*** Supplied passage Section Begins ***
By cadwr 6 Comments
I can no longer support Child’s Play. I think that the charity does excellent work. I think that there are great people in the organization. I think that what they do is important. But I will not give them another cent.
Most people are probably already aware of the events that I led me to reconsider my support of Child’s Play, but here are the high(low)lights:
Mike Krahulik and Jerry Holkins of Penny Arcade, the webcomic that was the genesis of Child’s Play and PAX, made a strip about the absurdities of MMORPG quests that included a rape joke.
Some survivors of rape and sexual assault (and plenty of other people), understandably upset and feeling uncomfortable about the joke, raised concerns about the comic.
In response, Mike Krahulik and Jerry Holkins created the now infamous “dickwolves” shirt, and encouraged people to wear them at PAX- an event intended to be an inclusive gathering of gamers and geeks.
Mike Krahulik in particular chose to act defensively, confusing criticism with censorship, instead of engaging with the criticism in a meaningful way or trying to understand those who felt uncomfortable about the strip.
*** Supplied passage Section Ends ***
*** Data excerpt Section Begins ***
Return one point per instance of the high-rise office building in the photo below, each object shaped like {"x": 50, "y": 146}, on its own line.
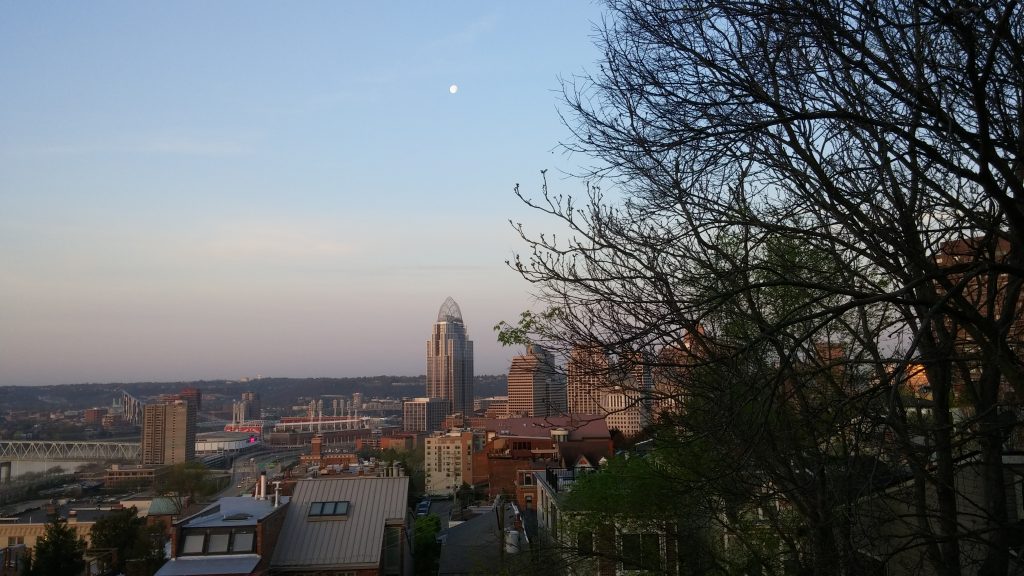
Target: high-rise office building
*** Data excerpt Section Ends ***
▶ Try it
According to the post on Child's Play, which webcomic was the genesis of Child's Play and PAX? The listing comes from a different source than the post on Child's Play.

▶ Output of the task
Penny Arcade